> [Records from a data source]:
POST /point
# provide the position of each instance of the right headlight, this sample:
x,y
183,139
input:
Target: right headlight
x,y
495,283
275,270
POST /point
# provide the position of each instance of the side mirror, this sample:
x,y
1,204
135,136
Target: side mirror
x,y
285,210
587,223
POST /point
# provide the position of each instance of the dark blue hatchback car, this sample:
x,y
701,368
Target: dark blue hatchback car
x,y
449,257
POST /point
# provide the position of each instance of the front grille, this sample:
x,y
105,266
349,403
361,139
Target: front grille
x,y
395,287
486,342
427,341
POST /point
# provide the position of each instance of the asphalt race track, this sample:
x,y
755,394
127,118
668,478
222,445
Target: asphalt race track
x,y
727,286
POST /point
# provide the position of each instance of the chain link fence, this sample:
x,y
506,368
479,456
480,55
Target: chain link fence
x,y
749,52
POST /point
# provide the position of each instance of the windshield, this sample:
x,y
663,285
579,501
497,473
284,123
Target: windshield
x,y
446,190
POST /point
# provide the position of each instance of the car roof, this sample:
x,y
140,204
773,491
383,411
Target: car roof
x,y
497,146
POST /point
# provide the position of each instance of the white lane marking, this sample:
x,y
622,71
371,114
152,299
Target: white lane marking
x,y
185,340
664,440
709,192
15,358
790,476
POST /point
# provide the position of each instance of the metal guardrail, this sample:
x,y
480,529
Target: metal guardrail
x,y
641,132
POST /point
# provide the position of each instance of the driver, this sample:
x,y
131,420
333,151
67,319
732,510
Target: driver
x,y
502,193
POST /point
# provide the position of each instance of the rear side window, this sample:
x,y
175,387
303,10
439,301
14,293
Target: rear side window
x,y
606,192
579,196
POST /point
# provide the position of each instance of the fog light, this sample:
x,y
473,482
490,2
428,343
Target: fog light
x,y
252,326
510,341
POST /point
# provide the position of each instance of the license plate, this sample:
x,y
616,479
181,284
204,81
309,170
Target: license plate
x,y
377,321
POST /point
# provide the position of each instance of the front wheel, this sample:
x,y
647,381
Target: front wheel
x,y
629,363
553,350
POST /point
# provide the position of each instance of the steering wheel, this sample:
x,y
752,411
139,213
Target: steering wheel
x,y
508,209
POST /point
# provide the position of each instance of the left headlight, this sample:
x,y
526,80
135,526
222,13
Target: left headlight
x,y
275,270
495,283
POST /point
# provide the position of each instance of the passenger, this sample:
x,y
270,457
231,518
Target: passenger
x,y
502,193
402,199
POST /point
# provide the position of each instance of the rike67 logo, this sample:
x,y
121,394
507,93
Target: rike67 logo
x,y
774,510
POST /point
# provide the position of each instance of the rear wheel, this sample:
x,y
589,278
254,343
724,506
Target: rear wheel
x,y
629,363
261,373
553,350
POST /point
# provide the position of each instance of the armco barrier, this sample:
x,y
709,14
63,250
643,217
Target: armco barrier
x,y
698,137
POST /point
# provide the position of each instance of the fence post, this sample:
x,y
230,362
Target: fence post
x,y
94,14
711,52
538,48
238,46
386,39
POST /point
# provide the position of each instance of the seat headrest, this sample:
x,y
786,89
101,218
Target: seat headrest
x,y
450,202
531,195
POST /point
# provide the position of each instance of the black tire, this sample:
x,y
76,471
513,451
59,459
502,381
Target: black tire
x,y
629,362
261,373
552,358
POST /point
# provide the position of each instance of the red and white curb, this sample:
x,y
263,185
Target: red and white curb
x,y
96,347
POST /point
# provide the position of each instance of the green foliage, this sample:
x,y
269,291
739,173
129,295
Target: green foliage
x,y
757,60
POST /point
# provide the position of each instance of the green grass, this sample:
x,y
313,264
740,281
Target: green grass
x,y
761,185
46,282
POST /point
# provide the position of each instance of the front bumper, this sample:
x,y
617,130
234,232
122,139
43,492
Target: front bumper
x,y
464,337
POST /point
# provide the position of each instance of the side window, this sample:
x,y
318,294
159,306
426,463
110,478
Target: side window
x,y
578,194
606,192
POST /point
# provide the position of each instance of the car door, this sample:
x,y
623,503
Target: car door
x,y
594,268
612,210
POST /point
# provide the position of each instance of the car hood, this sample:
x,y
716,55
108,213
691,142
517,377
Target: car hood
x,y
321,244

> [What this task involves]:
The entries above need to be transcribed with no differences at all.

> [The completed task]:
POST /point
# provide the position of each instance of the right headlight, this sample:
x,y
183,139
input:
Target: right headlight
x,y
495,283
275,270
POST /point
# provide the position of each instance of the side mirror, this sample:
x,y
1,204
135,136
Target: side mirror
x,y
285,210
587,223
POST /point
# provide the position of each instance of the dark blue hatchback car, this sample:
x,y
701,368
Target: dark blue hatchback car
x,y
449,257
POST /point
# provide the position of each instance of the front grille, this sample:
x,y
105,266
349,403
361,139
Target: front grille
x,y
395,287
486,342
427,341
POST /point
# provide the position of each instance of the asphalt race track, this sample:
x,y
755,394
127,118
668,478
222,445
Target: asphalt race track
x,y
727,286
POST /point
# provide the position of each instance of the chain link fence, this sample:
x,y
506,368
479,456
480,55
Target: chain link fence
x,y
749,52
POST /point
# provide the position of each instance of the windshield, this sample:
x,y
663,285
579,501
497,473
284,123
Target: windshield
x,y
446,190
POST /point
# provide the position of each instance of the car roof, this sample:
x,y
140,204
773,491
383,411
Target: car roof
x,y
497,146
POST /point
# provide the position of each instance of the white lane marking, this sample:
x,y
622,71
371,114
152,299
Target: white lane marking
x,y
185,340
664,440
709,192
15,358
790,476
POST /point
# provide the position of each instance of the metal guardrail, this sample:
x,y
480,529
Target: metal guardrail
x,y
641,132
POST /point
# provide the position of each instance of the driver, this sample:
x,y
131,420
333,151
67,319
732,510
Target: driver
x,y
502,193
POST /point
# provide the position of each instance of the rear side window, this sample:
x,y
175,387
303,10
439,301
14,293
Target: rear side window
x,y
606,192
579,196
POST /point
# provide the position of each instance of the fog light, this sample:
x,y
473,482
490,2
428,343
Target: fog light
x,y
252,326
510,341
POST /point
# provide the position of each instance of the license plate, this sample:
x,y
616,479
181,284
204,81
309,170
Target: license plate
x,y
377,321
POST /point
# provide the position of each instance of the front wheel, this sample:
x,y
647,381
Target: front wheel
x,y
629,363
553,350
POST /point
# provide the position of each instance of the steering wheel, this sample:
x,y
752,411
139,213
Target: steering wheel
x,y
508,209
POST /point
# provide the position of each instance of the left headlight, this sample:
x,y
526,80
135,526
222,13
Target: left headlight
x,y
275,270
495,283
POST /point
# provide the position of each instance of the passenger, this sample:
x,y
270,457
231,518
Target: passenger
x,y
502,193
402,199
POST /point
# provide the position of each instance of the rike67 logo, this sample:
x,y
121,394
507,93
Target: rike67 logo
x,y
774,510
POST /point
# provide the position of each instance of the rear wheel, this sample:
x,y
589,278
254,343
724,506
Target: rear wheel
x,y
629,363
261,373
553,350
POST /point
# provide the position of each instance of the armco barrier, this sample:
x,y
709,14
63,250
643,217
Target: armco barrier
x,y
698,137
POST /point
# provide the position of each instance of the fence post, this sample:
x,y
230,362
Target: fence post
x,y
94,14
711,52
538,48
238,46
386,39
POST /point
# provide the position of each instance of the seat headrest, this sample:
x,y
786,89
101,218
Target: seat headrest
x,y
450,202
531,195
POST /point
# provide the position of each instance of the black tire, this sample:
x,y
76,471
513,451
59,459
502,381
Target: black tire
x,y
629,362
261,373
552,358
POST /point
# provide the position of each instance of the red and white curb, this sample:
x,y
263,185
Target: red and white curb
x,y
96,347
POST /point
# provide the position of each instance of the green foliage, this sample:
x,y
269,291
739,173
129,295
Target: green foliage
x,y
757,60
POST /point
# provide the position of each instance of the green grass, this sample:
x,y
313,264
740,281
Target: green grass
x,y
761,185
46,282
POST /point
# provide the position of each instance of the front bumper, this sample:
x,y
617,130
234,232
122,139
43,492
Target: front bumper
x,y
464,337
POST /point
# provide the position of each instance of the side window, this sample:
x,y
318,294
159,306
426,463
110,478
Target: side window
x,y
578,194
606,192
POST /point
# provide the position of each instance of the car door, this sample:
x,y
623,503
Target: car door
x,y
594,268
612,210
POST /point
# provide the position of each instance of the car hood, this sample:
x,y
716,55
108,213
691,142
517,377
Target: car hood
x,y
321,244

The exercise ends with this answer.